■ Page ■
(begin)

So what does it mean to be “prepared” or “enabled”? Broadly speaking, being prepared means having sufficient education, i.e., up to secondary level. Being enabled means the ability to mobilise families, communities, governments – and even global actors –to support women’s economic empowerment. The specific factors that make up these two broad constraints vary widely across the world, and are by no means easy to overcome.
This is not to say that progress cannot be made. Women as a group have managed to achieve economic gains, often against the tide of strong societal forces. And as more constraints on workforce participation are removed – through increased migration to cities, the expansion of educational opportunities, changes in local laws, policies and cultural norms– the more women will gradually benefit.
However, to accelerate the integration of women into the economic mainstream, specific policies will be required. A growing body of empirical evidence shows that policies such as:
i. equal education opportunities for girls;
ii.access-to-work laws; and
iii.Entrepreneurial support (such as access to finance and training),
are clearly correlated with indicators of enhanced women’s economic empowerment such as:
i.greater inclusion of women in the labour force;
ii.the number of women among professional workers, business leaders, and company owners; and
iii.equal pay for equal jobs.

(end)

■ Record extracts ■
(begin)

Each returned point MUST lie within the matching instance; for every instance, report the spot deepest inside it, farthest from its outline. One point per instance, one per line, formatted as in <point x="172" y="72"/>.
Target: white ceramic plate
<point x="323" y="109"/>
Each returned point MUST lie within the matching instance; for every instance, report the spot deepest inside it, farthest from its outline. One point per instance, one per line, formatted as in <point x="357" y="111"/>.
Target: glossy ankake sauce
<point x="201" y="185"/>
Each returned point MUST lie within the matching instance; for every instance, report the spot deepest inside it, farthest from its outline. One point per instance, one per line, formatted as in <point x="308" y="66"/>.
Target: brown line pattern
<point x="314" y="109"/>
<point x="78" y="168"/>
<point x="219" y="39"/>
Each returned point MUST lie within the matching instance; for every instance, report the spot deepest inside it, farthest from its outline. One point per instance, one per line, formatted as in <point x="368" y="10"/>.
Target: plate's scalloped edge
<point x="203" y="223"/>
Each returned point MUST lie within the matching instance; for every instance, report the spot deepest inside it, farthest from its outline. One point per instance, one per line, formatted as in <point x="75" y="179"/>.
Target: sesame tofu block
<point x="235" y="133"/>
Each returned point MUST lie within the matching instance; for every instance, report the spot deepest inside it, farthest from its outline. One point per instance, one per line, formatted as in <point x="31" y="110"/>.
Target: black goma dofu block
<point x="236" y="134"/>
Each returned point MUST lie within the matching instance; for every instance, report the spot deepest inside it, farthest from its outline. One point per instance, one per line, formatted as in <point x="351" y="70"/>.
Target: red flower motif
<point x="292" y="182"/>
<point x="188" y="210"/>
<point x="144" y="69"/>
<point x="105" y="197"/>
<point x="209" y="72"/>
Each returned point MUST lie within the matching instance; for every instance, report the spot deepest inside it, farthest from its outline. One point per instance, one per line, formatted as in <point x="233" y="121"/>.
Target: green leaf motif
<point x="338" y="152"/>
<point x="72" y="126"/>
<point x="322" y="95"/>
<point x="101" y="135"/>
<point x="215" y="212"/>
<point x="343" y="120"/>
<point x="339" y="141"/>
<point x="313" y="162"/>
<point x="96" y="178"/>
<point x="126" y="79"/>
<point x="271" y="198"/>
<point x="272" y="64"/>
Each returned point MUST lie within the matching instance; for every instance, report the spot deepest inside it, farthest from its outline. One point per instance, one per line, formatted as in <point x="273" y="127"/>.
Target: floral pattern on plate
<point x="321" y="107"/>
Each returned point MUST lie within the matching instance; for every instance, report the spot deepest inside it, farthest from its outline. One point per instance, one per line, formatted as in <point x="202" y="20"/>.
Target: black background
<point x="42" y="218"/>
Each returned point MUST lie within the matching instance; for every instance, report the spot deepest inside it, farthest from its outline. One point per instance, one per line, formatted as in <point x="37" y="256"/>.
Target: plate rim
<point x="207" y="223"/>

(end)

■ Work to be completed ■
According to the text on women's economic empowerment, why will specific policies be required? Answer in one to three sentences. The data above has no connection to the text.

■ Response to the task ■
Specific policies will be required to speed up the integration of women into the economic mainstream. A growing body of empirical evidence shows that equal education opportunities for girls, access-to-work laws, and entrepreneurial support are clearly correlated with indicators of greater economic empowerment for women.